### Exercise prompt:
What do the lines say from the one containing "Target — shoreline" to the end of the records? Restate them word for word, and only those.
↓↓↓
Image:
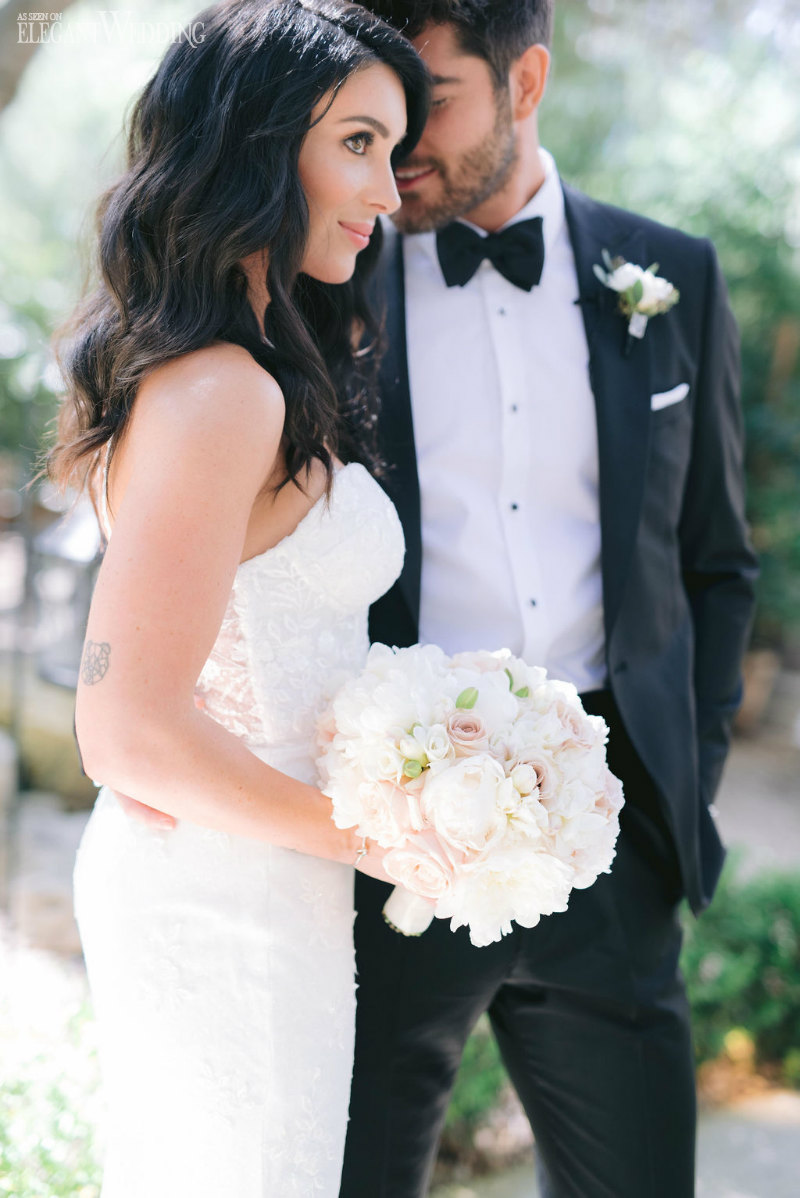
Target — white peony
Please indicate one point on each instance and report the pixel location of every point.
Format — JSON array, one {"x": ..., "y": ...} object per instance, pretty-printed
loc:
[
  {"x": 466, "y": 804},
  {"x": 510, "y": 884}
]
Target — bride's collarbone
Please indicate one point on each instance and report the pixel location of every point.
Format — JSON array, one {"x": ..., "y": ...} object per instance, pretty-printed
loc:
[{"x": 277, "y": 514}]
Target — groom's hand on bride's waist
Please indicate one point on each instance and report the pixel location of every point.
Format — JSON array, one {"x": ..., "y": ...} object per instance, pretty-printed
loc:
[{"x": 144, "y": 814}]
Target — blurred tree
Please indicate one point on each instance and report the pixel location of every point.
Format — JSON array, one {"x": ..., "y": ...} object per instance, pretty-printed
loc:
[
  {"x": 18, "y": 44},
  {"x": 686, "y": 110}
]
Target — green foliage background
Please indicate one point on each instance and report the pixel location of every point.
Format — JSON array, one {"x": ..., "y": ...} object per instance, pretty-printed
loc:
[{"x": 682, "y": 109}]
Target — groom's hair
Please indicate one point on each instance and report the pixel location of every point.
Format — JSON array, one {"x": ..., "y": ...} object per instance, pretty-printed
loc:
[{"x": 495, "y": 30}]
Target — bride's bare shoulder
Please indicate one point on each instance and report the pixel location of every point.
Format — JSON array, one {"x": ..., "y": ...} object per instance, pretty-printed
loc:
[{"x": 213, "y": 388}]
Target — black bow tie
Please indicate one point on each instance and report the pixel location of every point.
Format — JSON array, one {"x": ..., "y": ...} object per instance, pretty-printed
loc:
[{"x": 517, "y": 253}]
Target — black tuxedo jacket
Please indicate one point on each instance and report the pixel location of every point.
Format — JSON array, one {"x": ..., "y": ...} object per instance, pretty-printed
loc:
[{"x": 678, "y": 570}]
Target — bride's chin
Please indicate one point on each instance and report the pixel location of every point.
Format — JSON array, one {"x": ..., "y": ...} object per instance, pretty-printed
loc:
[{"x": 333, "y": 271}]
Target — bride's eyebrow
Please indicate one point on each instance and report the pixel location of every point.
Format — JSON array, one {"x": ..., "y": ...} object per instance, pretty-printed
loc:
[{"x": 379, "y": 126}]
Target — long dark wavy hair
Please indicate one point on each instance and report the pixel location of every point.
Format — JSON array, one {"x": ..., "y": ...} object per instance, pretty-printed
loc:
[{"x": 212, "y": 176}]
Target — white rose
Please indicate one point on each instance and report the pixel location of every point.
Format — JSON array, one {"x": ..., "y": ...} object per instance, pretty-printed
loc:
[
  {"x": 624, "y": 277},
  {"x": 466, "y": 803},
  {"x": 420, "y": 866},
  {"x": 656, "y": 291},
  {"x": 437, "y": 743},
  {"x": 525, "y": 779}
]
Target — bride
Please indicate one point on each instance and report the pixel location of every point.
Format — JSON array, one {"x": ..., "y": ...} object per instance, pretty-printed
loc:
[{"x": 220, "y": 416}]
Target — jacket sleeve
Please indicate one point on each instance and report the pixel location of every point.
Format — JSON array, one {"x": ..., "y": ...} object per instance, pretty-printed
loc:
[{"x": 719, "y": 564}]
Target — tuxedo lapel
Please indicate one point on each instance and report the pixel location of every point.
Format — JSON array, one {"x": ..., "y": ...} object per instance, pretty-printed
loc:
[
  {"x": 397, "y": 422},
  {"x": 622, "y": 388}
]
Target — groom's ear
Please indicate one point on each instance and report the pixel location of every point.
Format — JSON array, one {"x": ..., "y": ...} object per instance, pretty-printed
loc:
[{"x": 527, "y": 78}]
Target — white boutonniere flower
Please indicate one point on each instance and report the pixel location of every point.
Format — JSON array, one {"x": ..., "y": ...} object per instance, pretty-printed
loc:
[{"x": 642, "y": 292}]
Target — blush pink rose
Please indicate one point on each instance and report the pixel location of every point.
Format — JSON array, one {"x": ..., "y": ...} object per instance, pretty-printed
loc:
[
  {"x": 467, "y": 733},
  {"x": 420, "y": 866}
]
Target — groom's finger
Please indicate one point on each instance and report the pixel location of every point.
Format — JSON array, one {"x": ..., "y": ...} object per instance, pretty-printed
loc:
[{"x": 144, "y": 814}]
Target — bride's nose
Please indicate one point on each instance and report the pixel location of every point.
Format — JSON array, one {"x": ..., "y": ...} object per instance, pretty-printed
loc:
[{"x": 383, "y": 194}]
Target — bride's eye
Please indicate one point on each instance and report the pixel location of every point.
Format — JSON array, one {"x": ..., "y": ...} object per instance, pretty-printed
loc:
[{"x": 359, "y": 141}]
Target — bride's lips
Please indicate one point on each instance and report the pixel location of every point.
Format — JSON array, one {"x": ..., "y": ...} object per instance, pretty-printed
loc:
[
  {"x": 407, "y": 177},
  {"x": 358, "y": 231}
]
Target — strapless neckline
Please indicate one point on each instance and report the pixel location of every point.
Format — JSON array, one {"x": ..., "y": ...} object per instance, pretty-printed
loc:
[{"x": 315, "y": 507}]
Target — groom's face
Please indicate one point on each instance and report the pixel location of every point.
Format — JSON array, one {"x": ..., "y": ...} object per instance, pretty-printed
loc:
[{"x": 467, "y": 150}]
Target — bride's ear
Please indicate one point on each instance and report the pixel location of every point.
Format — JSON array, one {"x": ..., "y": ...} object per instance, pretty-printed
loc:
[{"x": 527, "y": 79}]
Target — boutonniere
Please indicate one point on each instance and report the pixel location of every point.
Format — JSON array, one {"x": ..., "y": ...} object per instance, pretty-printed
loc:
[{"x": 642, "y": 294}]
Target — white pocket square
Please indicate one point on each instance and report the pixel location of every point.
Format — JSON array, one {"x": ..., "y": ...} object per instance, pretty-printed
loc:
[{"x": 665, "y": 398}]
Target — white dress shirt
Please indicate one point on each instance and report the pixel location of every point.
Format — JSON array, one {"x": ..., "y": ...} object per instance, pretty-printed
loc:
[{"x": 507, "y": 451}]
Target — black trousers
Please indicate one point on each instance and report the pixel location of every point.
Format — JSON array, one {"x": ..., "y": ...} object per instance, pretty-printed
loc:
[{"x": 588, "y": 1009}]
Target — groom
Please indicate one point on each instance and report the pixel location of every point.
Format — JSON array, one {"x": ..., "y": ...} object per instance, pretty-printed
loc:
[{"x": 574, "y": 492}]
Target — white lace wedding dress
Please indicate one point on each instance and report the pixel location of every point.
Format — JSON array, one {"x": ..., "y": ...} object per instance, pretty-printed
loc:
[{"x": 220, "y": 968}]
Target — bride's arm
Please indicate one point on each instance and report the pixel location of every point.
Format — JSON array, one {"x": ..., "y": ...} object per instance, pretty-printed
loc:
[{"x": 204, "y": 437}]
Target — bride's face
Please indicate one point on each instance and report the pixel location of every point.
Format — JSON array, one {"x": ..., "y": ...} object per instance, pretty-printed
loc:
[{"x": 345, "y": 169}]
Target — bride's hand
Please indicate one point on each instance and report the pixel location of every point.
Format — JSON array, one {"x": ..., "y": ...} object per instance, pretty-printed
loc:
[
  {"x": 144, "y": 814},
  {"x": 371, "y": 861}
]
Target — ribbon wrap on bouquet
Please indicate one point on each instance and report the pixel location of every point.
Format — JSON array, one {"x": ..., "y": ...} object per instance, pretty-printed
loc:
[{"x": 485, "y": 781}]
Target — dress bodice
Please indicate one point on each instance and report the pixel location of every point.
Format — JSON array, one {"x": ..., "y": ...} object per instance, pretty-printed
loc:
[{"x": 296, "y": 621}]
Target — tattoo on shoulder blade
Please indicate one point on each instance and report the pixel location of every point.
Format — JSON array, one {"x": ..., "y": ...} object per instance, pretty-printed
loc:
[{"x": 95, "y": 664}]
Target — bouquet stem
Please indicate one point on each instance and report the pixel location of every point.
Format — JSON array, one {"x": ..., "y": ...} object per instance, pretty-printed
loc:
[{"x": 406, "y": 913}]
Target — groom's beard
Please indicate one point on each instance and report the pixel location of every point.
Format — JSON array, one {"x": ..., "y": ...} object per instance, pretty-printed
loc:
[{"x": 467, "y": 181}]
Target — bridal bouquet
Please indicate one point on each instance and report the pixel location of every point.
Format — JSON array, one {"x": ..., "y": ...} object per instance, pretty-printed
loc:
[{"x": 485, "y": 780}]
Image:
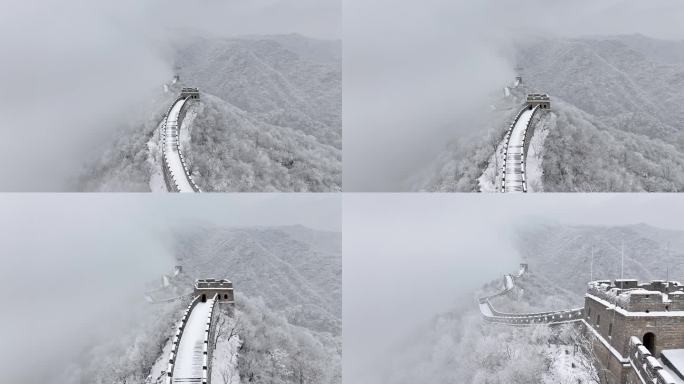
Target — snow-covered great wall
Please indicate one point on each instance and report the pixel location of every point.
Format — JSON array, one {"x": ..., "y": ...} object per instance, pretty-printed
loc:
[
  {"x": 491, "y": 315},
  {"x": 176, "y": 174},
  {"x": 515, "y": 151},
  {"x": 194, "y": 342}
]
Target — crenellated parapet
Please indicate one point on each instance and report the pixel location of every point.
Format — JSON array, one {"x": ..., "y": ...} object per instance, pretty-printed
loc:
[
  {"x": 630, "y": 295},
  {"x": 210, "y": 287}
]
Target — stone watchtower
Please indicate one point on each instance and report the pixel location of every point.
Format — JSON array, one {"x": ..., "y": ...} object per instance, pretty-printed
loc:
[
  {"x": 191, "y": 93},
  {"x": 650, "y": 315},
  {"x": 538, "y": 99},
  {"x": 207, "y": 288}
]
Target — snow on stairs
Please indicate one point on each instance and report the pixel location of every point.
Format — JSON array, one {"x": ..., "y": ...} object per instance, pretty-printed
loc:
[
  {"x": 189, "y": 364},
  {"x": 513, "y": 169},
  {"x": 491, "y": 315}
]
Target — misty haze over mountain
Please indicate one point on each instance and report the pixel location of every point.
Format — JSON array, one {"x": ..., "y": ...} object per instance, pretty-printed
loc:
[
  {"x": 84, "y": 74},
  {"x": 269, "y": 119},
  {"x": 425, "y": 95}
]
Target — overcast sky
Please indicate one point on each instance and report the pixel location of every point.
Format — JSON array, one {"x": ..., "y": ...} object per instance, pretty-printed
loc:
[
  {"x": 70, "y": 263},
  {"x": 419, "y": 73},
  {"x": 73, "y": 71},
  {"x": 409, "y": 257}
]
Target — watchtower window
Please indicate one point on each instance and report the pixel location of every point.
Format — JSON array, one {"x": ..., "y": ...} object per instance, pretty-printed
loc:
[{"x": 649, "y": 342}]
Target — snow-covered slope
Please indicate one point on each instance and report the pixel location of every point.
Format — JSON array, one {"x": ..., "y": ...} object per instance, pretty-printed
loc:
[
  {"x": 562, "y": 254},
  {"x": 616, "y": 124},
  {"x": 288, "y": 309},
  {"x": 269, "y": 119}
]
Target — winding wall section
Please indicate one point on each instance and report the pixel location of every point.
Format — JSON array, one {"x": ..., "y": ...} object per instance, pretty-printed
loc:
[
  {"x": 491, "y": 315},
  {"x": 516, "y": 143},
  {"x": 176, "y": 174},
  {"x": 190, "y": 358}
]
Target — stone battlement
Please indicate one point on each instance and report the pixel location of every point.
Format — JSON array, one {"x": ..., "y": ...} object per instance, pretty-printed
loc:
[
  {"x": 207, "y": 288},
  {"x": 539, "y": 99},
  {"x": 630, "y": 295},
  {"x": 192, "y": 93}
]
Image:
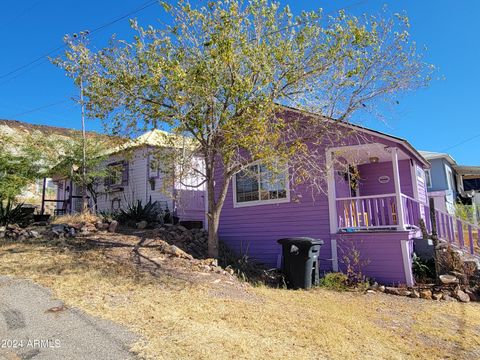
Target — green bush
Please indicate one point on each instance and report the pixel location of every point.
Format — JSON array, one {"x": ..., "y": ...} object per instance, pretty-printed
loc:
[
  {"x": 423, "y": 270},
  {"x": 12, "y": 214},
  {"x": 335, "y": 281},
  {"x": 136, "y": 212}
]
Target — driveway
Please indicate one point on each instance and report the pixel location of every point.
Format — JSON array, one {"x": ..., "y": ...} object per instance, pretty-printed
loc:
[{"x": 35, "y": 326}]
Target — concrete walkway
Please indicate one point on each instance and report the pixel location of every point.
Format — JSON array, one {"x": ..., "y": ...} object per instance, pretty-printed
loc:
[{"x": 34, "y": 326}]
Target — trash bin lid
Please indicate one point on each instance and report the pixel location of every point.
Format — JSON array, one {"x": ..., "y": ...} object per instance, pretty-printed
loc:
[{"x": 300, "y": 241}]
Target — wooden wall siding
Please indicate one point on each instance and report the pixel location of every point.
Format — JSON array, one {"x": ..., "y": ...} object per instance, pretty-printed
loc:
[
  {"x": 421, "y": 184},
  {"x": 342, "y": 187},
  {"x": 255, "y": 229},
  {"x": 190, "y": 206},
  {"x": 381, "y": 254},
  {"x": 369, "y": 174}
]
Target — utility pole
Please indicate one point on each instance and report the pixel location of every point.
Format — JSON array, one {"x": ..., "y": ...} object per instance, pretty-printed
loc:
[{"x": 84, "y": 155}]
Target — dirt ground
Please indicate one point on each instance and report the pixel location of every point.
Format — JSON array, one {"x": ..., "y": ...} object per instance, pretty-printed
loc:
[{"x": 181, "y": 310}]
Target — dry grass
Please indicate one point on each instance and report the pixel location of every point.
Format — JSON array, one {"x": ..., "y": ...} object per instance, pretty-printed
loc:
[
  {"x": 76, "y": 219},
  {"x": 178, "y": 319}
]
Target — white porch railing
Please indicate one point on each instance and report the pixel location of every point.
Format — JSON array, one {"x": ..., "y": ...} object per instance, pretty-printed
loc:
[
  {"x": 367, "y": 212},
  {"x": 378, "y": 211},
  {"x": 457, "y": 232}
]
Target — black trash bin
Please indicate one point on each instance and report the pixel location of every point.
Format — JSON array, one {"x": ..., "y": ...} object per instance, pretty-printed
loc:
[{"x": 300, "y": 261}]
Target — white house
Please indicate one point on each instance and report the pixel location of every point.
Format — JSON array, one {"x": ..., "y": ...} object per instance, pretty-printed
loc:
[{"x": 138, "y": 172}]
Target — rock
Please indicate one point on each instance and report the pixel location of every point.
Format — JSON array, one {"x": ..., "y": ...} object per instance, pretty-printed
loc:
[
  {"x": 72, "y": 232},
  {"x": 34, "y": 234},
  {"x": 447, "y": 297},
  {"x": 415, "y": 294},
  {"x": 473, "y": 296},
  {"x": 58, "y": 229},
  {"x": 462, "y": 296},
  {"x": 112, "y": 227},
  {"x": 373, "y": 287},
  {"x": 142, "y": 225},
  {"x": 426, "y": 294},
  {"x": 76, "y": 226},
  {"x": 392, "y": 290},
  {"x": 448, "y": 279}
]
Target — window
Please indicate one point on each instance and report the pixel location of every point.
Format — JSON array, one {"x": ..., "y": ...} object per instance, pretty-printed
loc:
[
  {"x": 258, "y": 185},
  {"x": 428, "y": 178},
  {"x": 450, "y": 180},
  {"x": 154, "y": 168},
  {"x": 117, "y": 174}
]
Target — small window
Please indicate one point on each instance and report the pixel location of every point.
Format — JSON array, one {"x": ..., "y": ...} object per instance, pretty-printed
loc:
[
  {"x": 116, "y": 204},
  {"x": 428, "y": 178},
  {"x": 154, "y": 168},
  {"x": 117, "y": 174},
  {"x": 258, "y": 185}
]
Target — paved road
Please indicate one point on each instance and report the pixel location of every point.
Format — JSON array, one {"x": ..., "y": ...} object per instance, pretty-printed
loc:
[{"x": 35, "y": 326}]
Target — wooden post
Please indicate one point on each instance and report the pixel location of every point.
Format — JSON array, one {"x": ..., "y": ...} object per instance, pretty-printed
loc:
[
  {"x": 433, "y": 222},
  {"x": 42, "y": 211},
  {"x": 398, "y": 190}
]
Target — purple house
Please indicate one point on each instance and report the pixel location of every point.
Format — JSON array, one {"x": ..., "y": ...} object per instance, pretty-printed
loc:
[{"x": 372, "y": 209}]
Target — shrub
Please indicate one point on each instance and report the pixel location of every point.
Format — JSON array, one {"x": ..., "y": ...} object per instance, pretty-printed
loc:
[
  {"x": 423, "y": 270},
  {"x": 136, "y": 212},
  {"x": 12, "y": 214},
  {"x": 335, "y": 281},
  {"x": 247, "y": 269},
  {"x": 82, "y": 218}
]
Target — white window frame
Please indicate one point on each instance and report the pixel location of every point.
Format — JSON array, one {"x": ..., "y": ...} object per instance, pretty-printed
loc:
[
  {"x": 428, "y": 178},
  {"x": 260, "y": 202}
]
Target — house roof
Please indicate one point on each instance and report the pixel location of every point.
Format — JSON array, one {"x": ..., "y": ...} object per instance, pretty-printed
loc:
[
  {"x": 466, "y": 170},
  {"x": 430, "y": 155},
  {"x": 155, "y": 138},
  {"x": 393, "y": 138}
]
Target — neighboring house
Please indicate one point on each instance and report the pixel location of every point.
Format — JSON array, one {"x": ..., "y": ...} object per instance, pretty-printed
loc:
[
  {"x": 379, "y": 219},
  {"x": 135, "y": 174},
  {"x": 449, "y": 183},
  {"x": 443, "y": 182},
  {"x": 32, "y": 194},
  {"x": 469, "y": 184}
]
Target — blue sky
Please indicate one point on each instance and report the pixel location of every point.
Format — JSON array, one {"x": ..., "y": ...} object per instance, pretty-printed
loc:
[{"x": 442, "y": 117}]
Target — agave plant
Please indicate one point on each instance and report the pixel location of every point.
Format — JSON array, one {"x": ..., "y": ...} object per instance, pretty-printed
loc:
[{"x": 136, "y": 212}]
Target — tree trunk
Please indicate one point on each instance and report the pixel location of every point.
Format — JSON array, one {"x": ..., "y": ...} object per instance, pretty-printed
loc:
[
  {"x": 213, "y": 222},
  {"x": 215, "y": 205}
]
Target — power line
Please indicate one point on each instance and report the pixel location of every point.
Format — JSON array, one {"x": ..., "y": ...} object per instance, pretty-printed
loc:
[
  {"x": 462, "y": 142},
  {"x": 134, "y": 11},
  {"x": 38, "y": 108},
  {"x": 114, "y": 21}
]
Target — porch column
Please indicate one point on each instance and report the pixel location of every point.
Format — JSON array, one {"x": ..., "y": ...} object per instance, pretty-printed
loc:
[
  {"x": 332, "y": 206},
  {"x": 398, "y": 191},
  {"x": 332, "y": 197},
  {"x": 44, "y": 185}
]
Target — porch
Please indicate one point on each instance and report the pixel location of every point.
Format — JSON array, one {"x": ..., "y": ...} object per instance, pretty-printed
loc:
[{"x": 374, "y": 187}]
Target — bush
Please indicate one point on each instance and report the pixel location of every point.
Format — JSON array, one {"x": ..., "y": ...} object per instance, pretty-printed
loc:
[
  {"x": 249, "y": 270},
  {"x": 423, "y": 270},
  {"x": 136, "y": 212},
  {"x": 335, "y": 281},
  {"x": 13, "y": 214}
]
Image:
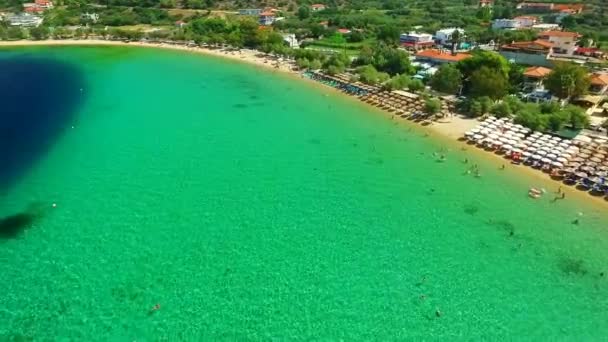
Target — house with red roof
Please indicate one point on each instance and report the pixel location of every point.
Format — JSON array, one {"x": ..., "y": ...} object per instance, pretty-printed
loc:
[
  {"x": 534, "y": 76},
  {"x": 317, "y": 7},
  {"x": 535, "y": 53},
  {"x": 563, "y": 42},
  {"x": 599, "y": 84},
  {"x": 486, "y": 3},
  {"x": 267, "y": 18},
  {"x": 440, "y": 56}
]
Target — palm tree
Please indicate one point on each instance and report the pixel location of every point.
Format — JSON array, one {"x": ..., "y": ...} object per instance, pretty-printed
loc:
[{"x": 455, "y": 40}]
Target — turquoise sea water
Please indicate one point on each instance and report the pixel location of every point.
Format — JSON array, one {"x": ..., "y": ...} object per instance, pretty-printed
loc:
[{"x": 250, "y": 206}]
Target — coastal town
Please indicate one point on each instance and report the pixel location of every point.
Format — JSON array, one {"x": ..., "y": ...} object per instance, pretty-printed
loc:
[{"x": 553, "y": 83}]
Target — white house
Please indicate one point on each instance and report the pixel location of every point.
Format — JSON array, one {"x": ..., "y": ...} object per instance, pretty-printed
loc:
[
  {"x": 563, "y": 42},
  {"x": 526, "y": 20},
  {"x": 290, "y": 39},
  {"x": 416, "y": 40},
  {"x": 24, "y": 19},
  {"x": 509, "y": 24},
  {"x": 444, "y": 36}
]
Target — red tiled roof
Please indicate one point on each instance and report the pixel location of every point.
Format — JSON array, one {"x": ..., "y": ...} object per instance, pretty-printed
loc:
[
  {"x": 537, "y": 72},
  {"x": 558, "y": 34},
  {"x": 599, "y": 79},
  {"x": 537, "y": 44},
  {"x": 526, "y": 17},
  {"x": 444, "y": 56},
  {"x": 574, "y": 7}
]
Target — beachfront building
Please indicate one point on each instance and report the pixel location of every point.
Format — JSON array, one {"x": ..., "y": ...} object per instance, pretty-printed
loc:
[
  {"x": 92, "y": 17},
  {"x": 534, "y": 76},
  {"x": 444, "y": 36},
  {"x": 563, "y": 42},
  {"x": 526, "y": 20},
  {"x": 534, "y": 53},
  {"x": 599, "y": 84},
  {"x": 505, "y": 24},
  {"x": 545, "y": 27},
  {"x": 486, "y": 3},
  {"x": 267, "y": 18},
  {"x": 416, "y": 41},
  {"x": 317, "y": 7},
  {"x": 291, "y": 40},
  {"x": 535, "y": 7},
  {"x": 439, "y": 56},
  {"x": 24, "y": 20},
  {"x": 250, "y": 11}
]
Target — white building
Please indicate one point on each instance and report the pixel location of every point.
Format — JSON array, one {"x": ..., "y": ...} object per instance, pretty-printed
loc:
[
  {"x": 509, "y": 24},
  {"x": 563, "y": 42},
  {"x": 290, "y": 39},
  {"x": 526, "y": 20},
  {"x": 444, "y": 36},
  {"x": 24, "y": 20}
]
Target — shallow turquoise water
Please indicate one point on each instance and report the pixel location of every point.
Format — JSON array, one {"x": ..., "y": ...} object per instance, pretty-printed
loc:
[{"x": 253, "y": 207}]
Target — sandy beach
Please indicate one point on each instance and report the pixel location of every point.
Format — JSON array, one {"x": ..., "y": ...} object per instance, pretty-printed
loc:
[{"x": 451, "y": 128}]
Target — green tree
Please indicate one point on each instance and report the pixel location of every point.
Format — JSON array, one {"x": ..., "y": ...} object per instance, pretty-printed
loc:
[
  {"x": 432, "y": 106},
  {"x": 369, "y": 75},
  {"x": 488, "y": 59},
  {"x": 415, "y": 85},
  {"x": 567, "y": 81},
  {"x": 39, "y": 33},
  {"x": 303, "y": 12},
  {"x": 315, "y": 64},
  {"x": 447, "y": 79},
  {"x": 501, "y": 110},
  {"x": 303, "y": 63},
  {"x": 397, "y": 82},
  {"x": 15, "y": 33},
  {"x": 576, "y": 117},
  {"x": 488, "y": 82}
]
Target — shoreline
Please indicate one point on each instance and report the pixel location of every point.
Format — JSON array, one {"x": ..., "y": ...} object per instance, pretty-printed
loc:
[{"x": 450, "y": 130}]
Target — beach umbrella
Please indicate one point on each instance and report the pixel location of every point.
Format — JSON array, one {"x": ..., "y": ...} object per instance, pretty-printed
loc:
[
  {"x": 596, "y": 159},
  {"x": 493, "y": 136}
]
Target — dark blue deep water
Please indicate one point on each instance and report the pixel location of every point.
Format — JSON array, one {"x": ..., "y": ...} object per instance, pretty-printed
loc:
↑↑↑
### Result below:
Target — shoreline
Please indicate one point on each instance and report the pixel location of every point.
Format — JSON array, one {"x": ..., "y": ...} object per instance, pretty-printed
loc:
[{"x": 450, "y": 130}]
Target — beach umbrella
Please indicate one point on each instance and report the pixel location of every point.
Format — JSON array, one {"x": ..., "y": ...} object per instance, pretty-printed
loc:
[
  {"x": 596, "y": 159},
  {"x": 493, "y": 136}
]
Target — dark blue deep water
Please indicate one point on each instance and report the pixel location of every point.
Format — JSON array, one {"x": ..., "y": ...} object per instance, pretty-printed
loc:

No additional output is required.